Task =>
List each line in the rows below that contains the string "window", copying every such line in full. Matching is case-sensitive.

Data provided =>

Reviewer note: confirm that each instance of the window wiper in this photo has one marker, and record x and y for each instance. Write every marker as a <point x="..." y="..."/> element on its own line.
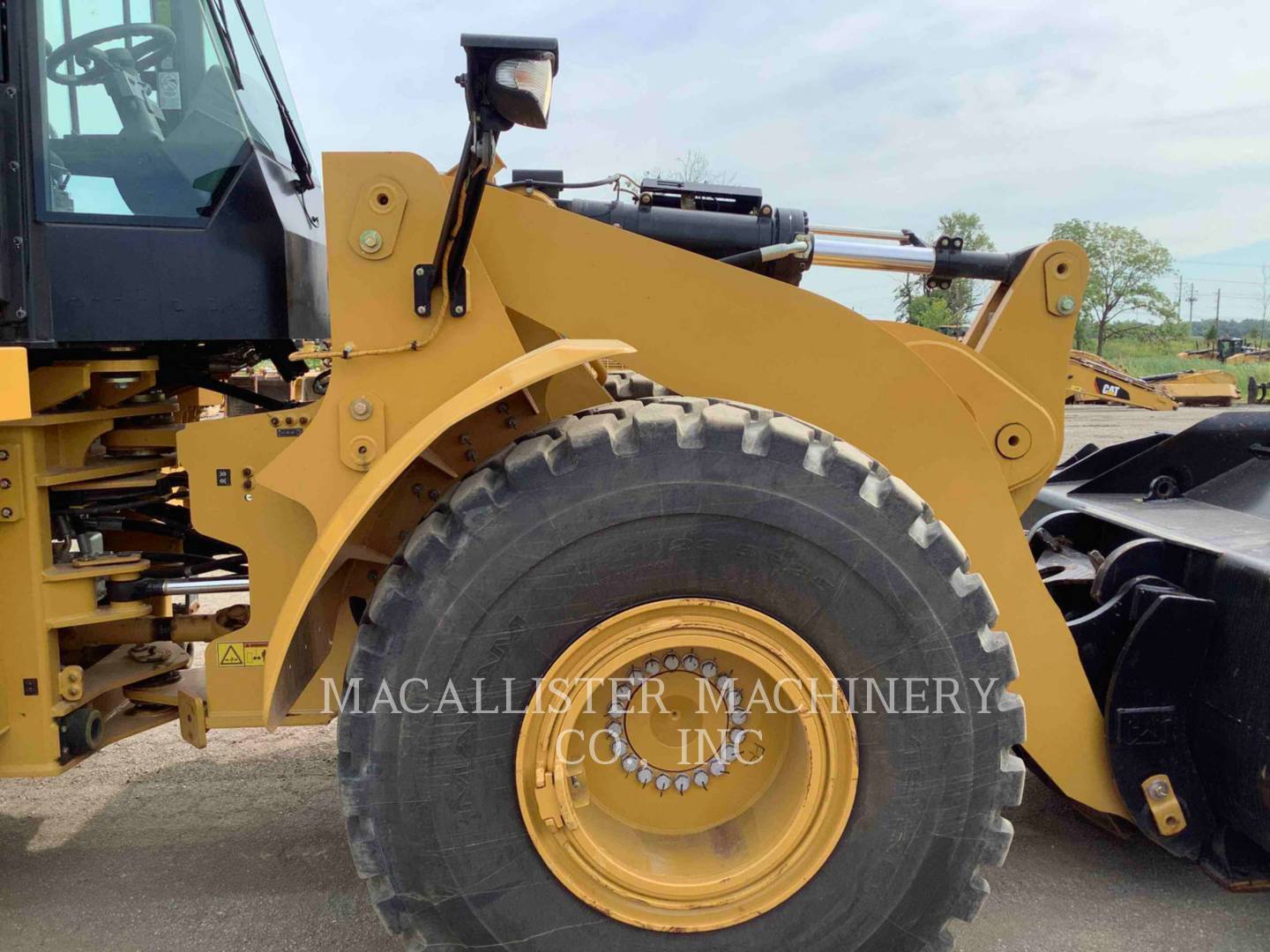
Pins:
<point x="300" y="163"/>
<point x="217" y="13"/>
--
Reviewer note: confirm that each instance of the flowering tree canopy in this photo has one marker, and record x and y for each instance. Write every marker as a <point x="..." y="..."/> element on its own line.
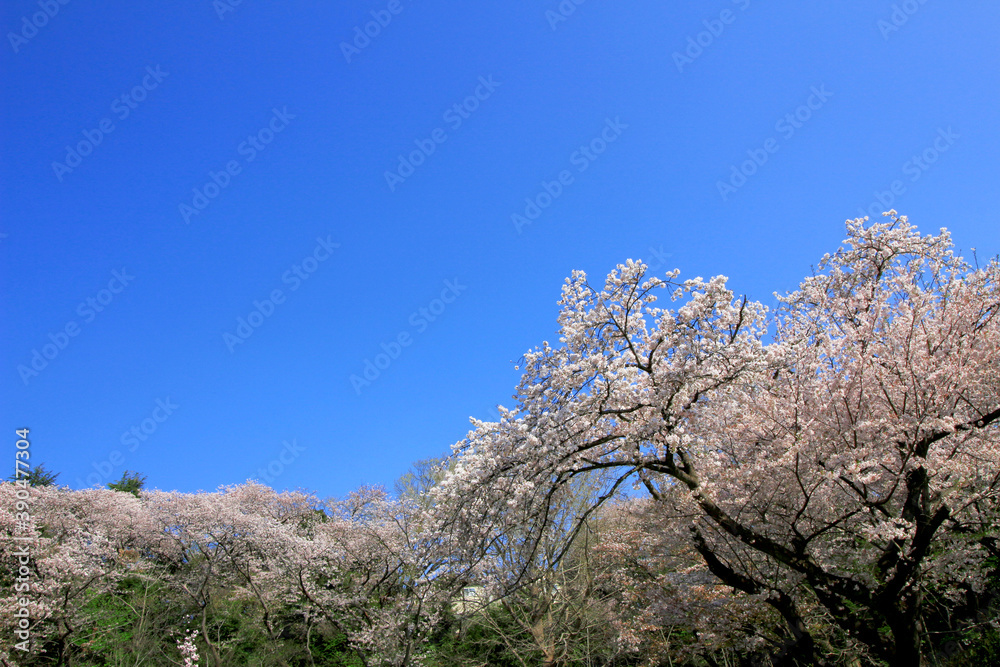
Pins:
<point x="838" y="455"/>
==
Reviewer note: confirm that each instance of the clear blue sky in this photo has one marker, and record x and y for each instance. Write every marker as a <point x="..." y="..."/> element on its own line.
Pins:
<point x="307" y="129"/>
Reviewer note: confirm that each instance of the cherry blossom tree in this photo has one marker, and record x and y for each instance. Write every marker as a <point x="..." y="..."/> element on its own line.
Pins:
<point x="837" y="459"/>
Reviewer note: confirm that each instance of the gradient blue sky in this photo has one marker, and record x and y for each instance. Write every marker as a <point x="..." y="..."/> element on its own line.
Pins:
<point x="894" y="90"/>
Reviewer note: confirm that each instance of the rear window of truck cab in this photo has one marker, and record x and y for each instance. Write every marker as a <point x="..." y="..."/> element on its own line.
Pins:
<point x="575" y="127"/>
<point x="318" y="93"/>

Solved exercise =>
Reviewer note: confirm that each instance of the window wiper in this photo has one marker, and record x and y for each instance. Write every marker as a <point x="..." y="..."/> element on its own line.
Reviewer note: confirm that each instance of the rear window of truck cab in this photo has one marker, and record x and y for each instance. Write every marker as a <point x="..." y="..."/> element on its own line.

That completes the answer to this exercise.